(Text for analysis Opens)
“Just a few days ago, the word "caremongering" did not exist. Yet just three days later what started as a way to help vulnerable people in Toronto has turned into a movement spreading fast across Canada.”
The above came from a BBC news article examining a recent trend that has awoken in light of the COVID-19 pandemic.
Caremongering. What a word to have next to Canada in the dictionary. Just as I believe that true generosity comes into being when the gift costs the giver something, so too do I believe that deep care comes into being when the giver is asked to count the cost. Imagine my surprise to look around and see people signing up anyways.
I have been watching hourly news updates with equal amounts of clarity and horror as COVID-19 shuts down restaurant after school after business.
“What is happening? Do you know? How long will this last?” we ask each other. No one knows. We pray for the family of victims so suddenly taken. We pray for politicians, public health officials, and those stranded abroad. We pray for the vulnerable, the frontline workers, the fearful, and those hooked up to the too-few ventilators. These are extraordinary times.
Even so, it is in the midst of the fear and worry that I hope to bring a bit of light by amplifying a different kind of extraordinary unfolding all about us. Those who know me are aware that I have been banging on about “belonging to one another” since I was about 22 years old. It was in a counter-cultural community in a New York City basement church when I heard the phrase, and have since never been the same. And while I have seen glimpses of it here and there over the years, I am suddenly seeing a revolution of belonging all around me.
There is a walking club that has been organized in my neighbourhood. I have received texts offering extra groceries or toilet paper should I need it. I received a call from a fellow staff member who checked in because they know I do not live with my family.
“Don’t hesitate to call if you need anything,” they said. I got mysteriously teary-eyed and said thank-you for checking in and yes, I would call – I promise – if I need anything.
The buy-and-sell pages in my city are inundated with offers of help from total strangers to assist the old and vulnerable in specific geographic neighbourhoods. I laughed out loud yesterday when I heard that someone nearby has hooked up a trailer to their bike and is offering to do front-door deliveries if anyone is in need. Our local bookstore and coffee shop will deliver packages of books and coffee to the doorstep free of charge. Twenty-two members of my family were up late last night on a Canada-wide Zoom call to combat social isolation.
I’ve received emails from our internet and hydro companies waving charges for extra fees during these uncertain times. The latest update on our neighbourhood NextDoor app reads:
“I am making meals to deliver to [a high-risk youth shelter] tomorrow by noon. I am also making up a box of food for the pantry. If anyone wants to contribute I will leave a box on my step at this street at the corner of such and such in our neighbourhood.”
The bar down the street posted a plea asking that despite the push to support small business, neighbours consider donating first to the food bank.
(Text for analysis Closes)
Set of tasks.
A. Decide whether each statement below agrees with the caremongering piece, and answer yes or no for each, quoting the words of the piece that settle it. (i) The effort behind the word "caremongering" began as a way to help vulnerable people in Toronto. (ii) The writer first heard the phrase "belonging to one another" in a basement church in Toronto. (iii) The bar down the street asked neighbors to donate to small businesses before anything else.
B. Carry on the caremongering piece, picking up right after its final sentence about the bar down the street.
(Information Opens)
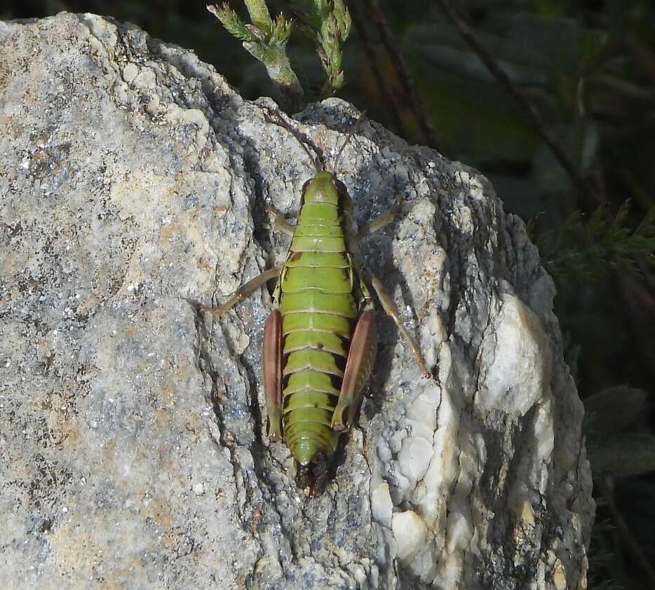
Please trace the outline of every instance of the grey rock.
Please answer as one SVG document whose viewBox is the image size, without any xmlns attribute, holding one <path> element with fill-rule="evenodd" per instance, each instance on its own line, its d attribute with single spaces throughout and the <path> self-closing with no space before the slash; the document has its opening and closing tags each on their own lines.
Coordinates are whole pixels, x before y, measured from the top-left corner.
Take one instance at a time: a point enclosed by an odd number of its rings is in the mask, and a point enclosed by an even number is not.
<svg viewBox="0 0 655 590">
<path fill-rule="evenodd" d="M 220 43 L 217 39 L 217 42 Z M 0 23 L 0 587 L 583 589 L 594 505 L 553 282 L 478 172 L 365 121 L 339 176 L 393 322 L 306 498 L 269 444 L 262 289 L 313 174 L 269 99 L 187 50 L 62 13 Z M 358 112 L 291 125 L 335 156 Z"/>
</svg>

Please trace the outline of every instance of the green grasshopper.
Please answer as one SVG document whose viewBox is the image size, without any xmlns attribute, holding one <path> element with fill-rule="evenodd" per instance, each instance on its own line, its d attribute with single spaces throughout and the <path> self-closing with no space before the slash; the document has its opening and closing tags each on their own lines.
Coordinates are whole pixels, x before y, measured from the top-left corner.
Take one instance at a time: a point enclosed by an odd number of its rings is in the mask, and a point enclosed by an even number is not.
<svg viewBox="0 0 655 590">
<path fill-rule="evenodd" d="M 270 279 L 276 278 L 273 310 L 264 329 L 264 390 L 271 441 L 284 440 L 299 465 L 298 483 L 313 489 L 337 448 L 340 433 L 352 425 L 368 380 L 377 343 L 375 313 L 369 285 L 414 352 L 424 376 L 431 376 L 418 345 L 400 320 L 381 282 L 363 263 L 357 242 L 389 224 L 390 210 L 359 231 L 353 201 L 333 172 L 309 156 L 315 175 L 302 186 L 300 213 L 294 228 L 275 210 L 274 228 L 291 236 L 284 263 L 242 285 L 221 307 L 201 310 L 221 315 Z M 396 210 L 398 207 L 396 207 Z"/>
</svg>

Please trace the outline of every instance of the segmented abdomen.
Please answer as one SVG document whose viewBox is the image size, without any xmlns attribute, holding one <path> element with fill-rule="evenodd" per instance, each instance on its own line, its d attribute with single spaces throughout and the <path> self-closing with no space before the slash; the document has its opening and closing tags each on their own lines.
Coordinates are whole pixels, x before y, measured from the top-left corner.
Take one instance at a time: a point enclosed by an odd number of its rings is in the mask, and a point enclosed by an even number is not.
<svg viewBox="0 0 655 590">
<path fill-rule="evenodd" d="M 303 206 L 281 277 L 282 420 L 303 465 L 337 447 L 330 425 L 358 314 L 339 214 L 328 203 Z"/>
</svg>

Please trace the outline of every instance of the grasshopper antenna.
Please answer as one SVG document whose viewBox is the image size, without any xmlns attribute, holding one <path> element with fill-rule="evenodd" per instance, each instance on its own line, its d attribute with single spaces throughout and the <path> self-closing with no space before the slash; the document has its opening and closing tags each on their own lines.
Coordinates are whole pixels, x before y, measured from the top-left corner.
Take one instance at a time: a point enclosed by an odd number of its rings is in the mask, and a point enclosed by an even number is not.
<svg viewBox="0 0 655 590">
<path fill-rule="evenodd" d="M 298 143 L 302 146 L 302 149 L 304 150 L 305 153 L 309 156 L 309 160 L 311 161 L 311 165 L 313 166 L 314 174 L 318 174 L 319 172 L 323 170 L 323 166 L 319 165 L 319 162 L 314 157 L 313 154 L 309 151 L 309 149 L 307 147 L 305 140 L 303 139 L 302 134 L 298 131 L 297 129 L 294 129 L 290 124 L 289 122 L 281 116 L 279 113 L 278 113 L 278 116 L 274 120 L 273 117 L 271 116 L 271 113 L 266 110 L 264 111 L 264 115 L 268 121 L 271 123 L 274 123 L 276 125 L 278 125 L 280 127 L 283 127 L 287 130 L 296 139 L 298 140 Z"/>
<path fill-rule="evenodd" d="M 339 149 L 339 152 L 337 154 L 337 158 L 335 160 L 335 165 L 332 167 L 332 173 L 335 176 L 337 175 L 337 170 L 339 170 L 339 159 L 341 158 L 341 155 L 344 151 L 344 149 L 346 146 L 348 145 L 348 142 L 351 140 L 351 138 L 353 135 L 355 135 L 355 132 L 358 130 L 362 121 L 366 118 L 366 111 L 362 111 L 362 114 L 357 118 L 357 121 L 353 124 L 352 128 L 350 130 L 350 132 L 348 134 L 348 137 L 346 138 L 342 146 Z"/>
</svg>

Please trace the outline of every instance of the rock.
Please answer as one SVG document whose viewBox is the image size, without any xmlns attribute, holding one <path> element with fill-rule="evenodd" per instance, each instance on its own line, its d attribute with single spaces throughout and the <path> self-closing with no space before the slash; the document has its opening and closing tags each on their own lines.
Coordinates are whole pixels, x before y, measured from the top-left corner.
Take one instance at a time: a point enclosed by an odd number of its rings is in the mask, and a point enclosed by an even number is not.
<svg viewBox="0 0 655 590">
<path fill-rule="evenodd" d="M 220 42 L 217 39 L 217 42 Z M 553 282 L 487 181 L 373 121 L 339 171 L 389 318 L 359 426 L 306 498 L 269 444 L 265 290 L 313 174 L 271 100 L 62 13 L 0 24 L 0 587 L 583 588 L 594 505 Z M 334 161 L 358 116 L 292 124 Z M 374 519 L 374 513 L 376 518 Z"/>
</svg>

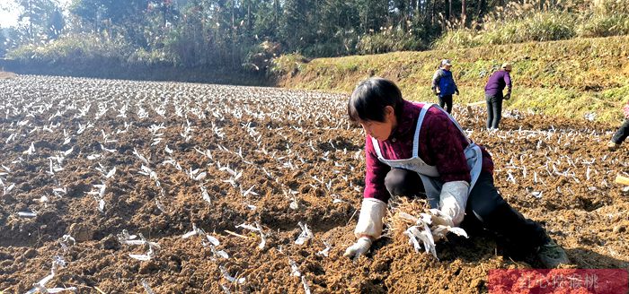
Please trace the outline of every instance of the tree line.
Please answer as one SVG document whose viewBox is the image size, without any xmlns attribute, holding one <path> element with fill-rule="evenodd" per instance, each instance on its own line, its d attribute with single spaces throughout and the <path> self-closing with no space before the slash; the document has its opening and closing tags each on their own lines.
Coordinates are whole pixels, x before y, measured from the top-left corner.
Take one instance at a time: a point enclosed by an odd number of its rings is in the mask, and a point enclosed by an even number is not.
<svg viewBox="0 0 629 294">
<path fill-rule="evenodd" d="M 569 2 L 580 1 L 587 0 Z M 448 27 L 478 26 L 512 2 L 527 0 L 73 0 L 65 9 L 58 0 L 14 0 L 20 22 L 0 34 L 0 55 L 37 55 L 55 40 L 72 46 L 89 35 L 116 42 L 124 53 L 110 54 L 121 62 L 260 70 L 282 53 L 424 50 Z"/>
</svg>

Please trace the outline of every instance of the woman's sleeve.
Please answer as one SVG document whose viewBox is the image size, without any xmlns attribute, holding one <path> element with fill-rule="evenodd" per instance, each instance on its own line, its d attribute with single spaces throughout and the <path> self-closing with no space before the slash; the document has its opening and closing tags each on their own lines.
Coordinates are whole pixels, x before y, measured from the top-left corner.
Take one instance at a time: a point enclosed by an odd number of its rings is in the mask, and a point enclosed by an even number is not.
<svg viewBox="0 0 629 294">
<path fill-rule="evenodd" d="M 426 163 L 437 167 L 444 183 L 471 181 L 464 151 L 467 141 L 445 113 L 432 112 L 430 117 L 427 116 L 421 134 L 425 140 L 427 160 L 430 161 Z"/>
<path fill-rule="evenodd" d="M 389 193 L 385 186 L 385 177 L 391 170 L 391 168 L 382 163 L 376 155 L 374 145 L 371 143 L 371 137 L 366 136 L 365 139 L 365 192 L 364 198 L 376 198 L 377 200 L 387 203 Z"/>
</svg>

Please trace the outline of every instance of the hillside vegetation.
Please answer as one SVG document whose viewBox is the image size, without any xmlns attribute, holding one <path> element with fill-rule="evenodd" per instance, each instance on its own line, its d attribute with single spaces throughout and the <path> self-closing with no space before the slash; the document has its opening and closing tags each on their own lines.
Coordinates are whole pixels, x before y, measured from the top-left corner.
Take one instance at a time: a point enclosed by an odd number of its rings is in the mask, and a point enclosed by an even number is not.
<svg viewBox="0 0 629 294">
<path fill-rule="evenodd" d="M 406 99 L 433 100 L 430 81 L 443 58 L 454 63 L 460 96 L 483 101 L 483 87 L 501 64 L 513 64 L 513 95 L 506 108 L 616 124 L 629 99 L 629 36 L 494 45 L 474 48 L 395 52 L 316 58 L 288 55 L 274 61 L 280 86 L 350 93 L 372 75 L 397 82 Z"/>
</svg>

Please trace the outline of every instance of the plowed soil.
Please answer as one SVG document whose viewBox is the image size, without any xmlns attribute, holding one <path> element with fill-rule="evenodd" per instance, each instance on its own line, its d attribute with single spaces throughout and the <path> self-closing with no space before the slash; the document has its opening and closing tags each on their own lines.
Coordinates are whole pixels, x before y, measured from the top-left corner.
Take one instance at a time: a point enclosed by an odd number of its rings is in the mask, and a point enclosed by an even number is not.
<svg viewBox="0 0 629 294">
<path fill-rule="evenodd" d="M 4 293 L 33 288 L 55 256 L 66 264 L 46 287 L 79 293 L 477 293 L 491 269 L 539 266 L 482 232 L 439 243 L 439 260 L 392 234 L 342 257 L 364 185 L 347 96 L 17 76 L 0 80 L 0 100 Z M 629 195 L 614 182 L 629 172 L 628 147 L 605 149 L 617 125 L 505 111 L 488 132 L 483 108 L 454 115 L 492 152 L 503 196 L 571 267 L 629 268 Z M 303 245 L 300 222 L 314 235 Z M 262 248 L 244 223 L 261 228 Z M 219 244 L 182 238 L 193 224 Z M 120 243 L 123 230 L 159 248 L 134 259 L 148 246 Z M 75 239 L 66 249 L 64 235 Z"/>
</svg>

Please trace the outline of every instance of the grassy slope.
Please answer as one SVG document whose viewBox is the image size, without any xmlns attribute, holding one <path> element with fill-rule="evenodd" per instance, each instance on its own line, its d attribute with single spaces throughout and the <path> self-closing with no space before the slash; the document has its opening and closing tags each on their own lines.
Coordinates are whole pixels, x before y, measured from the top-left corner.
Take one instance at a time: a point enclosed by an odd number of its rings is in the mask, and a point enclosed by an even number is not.
<svg viewBox="0 0 629 294">
<path fill-rule="evenodd" d="M 461 90 L 455 103 L 483 101 L 489 74 L 503 61 L 514 65 L 513 98 L 509 108 L 617 123 L 629 99 L 629 36 L 531 42 L 483 48 L 395 52 L 373 56 L 314 59 L 293 74 L 279 78 L 288 88 L 350 93 L 370 74 L 395 81 L 406 99 L 436 100 L 430 79 L 437 64 L 452 59 Z M 289 63 L 286 63 L 289 64 Z M 292 65 L 295 65 L 294 63 Z M 285 68 L 286 73 L 292 69 Z"/>
</svg>

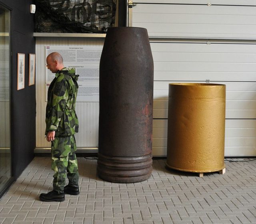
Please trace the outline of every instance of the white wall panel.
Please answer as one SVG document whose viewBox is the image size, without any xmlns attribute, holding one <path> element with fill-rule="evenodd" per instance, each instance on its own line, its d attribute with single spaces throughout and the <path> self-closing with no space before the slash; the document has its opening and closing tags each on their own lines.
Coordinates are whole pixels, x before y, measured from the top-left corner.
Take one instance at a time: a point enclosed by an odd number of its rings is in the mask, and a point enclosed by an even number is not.
<svg viewBox="0 0 256 224">
<path fill-rule="evenodd" d="M 104 42 L 104 39 L 102 38 L 36 38 L 37 148 L 50 147 L 50 144 L 44 138 L 46 104 L 45 99 L 45 46 L 103 46 Z M 79 121 L 79 132 L 75 136 L 78 147 L 83 148 L 98 147 L 99 102 L 77 102 L 76 106 Z"/>
<path fill-rule="evenodd" d="M 255 6 L 193 4 L 138 3 L 132 26 L 146 28 L 150 37 L 256 39 Z"/>
</svg>

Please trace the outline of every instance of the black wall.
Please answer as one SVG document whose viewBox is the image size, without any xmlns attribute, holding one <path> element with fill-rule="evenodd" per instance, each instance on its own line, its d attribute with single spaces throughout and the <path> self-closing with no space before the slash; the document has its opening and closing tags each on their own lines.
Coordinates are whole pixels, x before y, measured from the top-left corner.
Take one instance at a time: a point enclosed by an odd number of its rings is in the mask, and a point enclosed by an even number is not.
<svg viewBox="0 0 256 224">
<path fill-rule="evenodd" d="M 34 158 L 36 147 L 36 85 L 28 86 L 29 54 L 35 54 L 36 48 L 34 14 L 30 12 L 33 4 L 34 0 L 0 0 L 0 4 L 11 10 L 11 138 L 12 174 L 15 180 Z M 18 53 L 25 54 L 25 88 L 18 91 Z"/>
</svg>

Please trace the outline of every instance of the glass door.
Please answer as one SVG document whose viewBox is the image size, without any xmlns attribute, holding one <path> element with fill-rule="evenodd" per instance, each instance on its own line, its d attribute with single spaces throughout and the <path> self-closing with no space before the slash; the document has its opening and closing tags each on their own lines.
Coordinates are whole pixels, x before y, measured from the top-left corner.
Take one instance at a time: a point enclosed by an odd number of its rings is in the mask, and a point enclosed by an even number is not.
<svg viewBox="0 0 256 224">
<path fill-rule="evenodd" d="M 0 195 L 11 177 L 10 20 L 10 11 L 0 5 Z"/>
</svg>

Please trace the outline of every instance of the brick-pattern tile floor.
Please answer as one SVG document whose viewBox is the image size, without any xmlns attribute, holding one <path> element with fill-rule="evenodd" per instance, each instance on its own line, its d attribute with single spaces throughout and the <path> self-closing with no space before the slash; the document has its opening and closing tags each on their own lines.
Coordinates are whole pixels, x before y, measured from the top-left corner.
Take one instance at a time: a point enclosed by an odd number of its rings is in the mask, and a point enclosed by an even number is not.
<svg viewBox="0 0 256 224">
<path fill-rule="evenodd" d="M 36 157 L 0 200 L 0 224 L 256 223 L 256 160 L 229 159 L 239 162 L 225 162 L 224 174 L 203 178 L 154 160 L 150 178 L 126 184 L 97 177 L 97 160 L 78 159 L 78 196 L 40 201 L 52 189 L 53 173 L 50 158 Z"/>
</svg>

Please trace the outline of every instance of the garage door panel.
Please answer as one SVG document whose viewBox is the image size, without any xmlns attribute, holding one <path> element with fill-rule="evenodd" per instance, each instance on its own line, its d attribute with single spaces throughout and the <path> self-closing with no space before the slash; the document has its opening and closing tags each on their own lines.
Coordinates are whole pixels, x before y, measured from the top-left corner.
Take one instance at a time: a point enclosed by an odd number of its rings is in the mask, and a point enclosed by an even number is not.
<svg viewBox="0 0 256 224">
<path fill-rule="evenodd" d="M 150 47 L 153 55 L 155 52 L 172 52 L 174 53 L 188 53 L 197 54 L 206 53 L 207 55 L 212 54 L 218 53 L 220 55 L 229 55 L 232 54 L 244 54 L 246 56 L 250 56 L 250 54 L 254 54 L 256 52 L 256 44 L 254 42 L 240 43 L 240 42 L 234 43 L 219 43 L 202 40 L 202 42 L 193 42 L 191 40 L 186 42 L 178 42 L 177 41 L 169 40 L 168 42 L 155 42 L 152 39 L 150 41 Z M 208 44 L 211 43 L 211 44 Z M 186 57 L 185 55 L 184 57 Z M 193 61 L 196 60 L 194 58 Z M 227 58 L 227 60 L 228 59 Z"/>
<path fill-rule="evenodd" d="M 178 83 L 182 82 L 178 81 L 155 81 L 154 82 L 154 91 L 166 91 L 167 95 L 168 95 L 168 90 L 169 90 L 169 83 Z M 194 82 L 190 81 L 186 82 L 188 83 L 193 83 Z M 205 83 L 205 81 L 197 82 L 198 83 Z M 222 84 L 226 85 L 226 90 L 228 91 L 256 91 L 256 82 L 211 82 L 211 83 L 216 84 Z"/>
<path fill-rule="evenodd" d="M 241 77 L 245 82 L 254 82 L 256 74 L 255 72 L 170 72 L 155 71 L 154 72 L 155 81 L 166 81 L 171 80 L 172 81 L 180 81 L 184 82 L 194 80 L 198 81 L 209 80 L 211 82 L 214 81 L 241 81 Z"/>
<path fill-rule="evenodd" d="M 220 62 L 154 62 L 156 71 L 250 72 L 256 70 L 256 63 Z"/>
<path fill-rule="evenodd" d="M 132 26 L 146 28 L 150 37 L 256 38 L 255 11 L 254 6 L 138 4 Z"/>
<path fill-rule="evenodd" d="M 204 52 L 154 52 L 152 54 L 155 64 L 157 62 L 256 63 L 256 54 Z"/>
<path fill-rule="evenodd" d="M 135 3 L 156 3 L 166 4 L 203 4 L 207 5 L 209 0 L 137 0 Z M 211 0 L 212 5 L 235 5 L 242 6 L 256 6 L 255 0 Z"/>
<path fill-rule="evenodd" d="M 170 24 L 170 26 L 173 26 L 177 21 L 179 24 L 188 23 L 189 21 L 190 24 L 222 24 L 223 20 L 224 20 L 226 24 L 234 24 L 239 25 L 255 25 L 254 21 L 256 20 L 256 16 L 253 14 L 251 16 L 237 15 L 234 16 L 231 15 L 223 15 L 222 18 L 216 18 L 215 14 L 205 14 L 201 13 L 198 14 L 187 14 L 184 16 L 183 14 L 171 14 L 168 13 L 161 13 L 155 12 L 154 16 L 152 16 L 151 13 L 136 13 L 134 14 L 133 20 L 136 21 L 136 23 L 140 24 L 152 24 L 154 25 L 158 24 Z M 205 19 L 202 21 L 202 17 Z M 254 20 L 254 21 L 252 20 Z M 170 21 L 172 21 L 170 22 Z M 166 29 L 167 28 L 165 28 Z"/>
</svg>

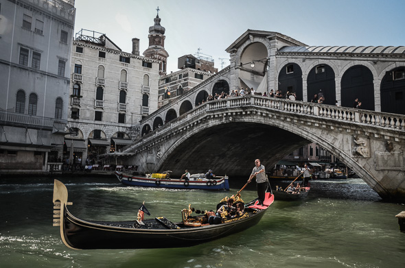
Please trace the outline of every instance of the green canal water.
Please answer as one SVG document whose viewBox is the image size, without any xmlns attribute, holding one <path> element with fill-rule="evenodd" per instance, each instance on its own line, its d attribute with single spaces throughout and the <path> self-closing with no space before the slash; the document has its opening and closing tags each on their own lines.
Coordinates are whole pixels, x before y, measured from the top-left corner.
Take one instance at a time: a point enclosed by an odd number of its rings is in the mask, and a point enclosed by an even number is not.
(Information Closes)
Written answers.
A.
(i) Yes: "what started as a way to help vulnerable people in Toronto"
(ii) No: "It was in a counter-cultural community in a New York City basement church when I heard the phrase"
(iii) No: "neighbours consider donating first to the food bank"

B.
My neighbourhood is not an exception, though. We are merely a geographically specific expression of the belonging that is unfolding across the globe. You can stream operas and symphonies for free, tour museums online you might never get to visit, and do the same with certain zoos or aquariums. In Italy, people are singing and playing music on their balconies together. In Spain, people flooded their porches to clap at 10 p.m. for their brave healthcare providers. In Canada, various people are hosting story times and recording readings online; Montreal teenagers are offering free babysitting services to those who have run out of options; and I have heard stories of airport shuttles being organized.
We are learning how to enact a consciousness for people we should have all year round: the old, sick, those who live alone, those who live in cramped quarters, the vulnerable and lonely. I believe we are releasing those who experience this reality without a virus finally to put words to the needs they have all year round.
A friend wrote, “This is my last elevator ride for awhile. I’m working from home until further notice. I’m feeling a bit nervous to work alone actually. Check in on your single friends, folks!”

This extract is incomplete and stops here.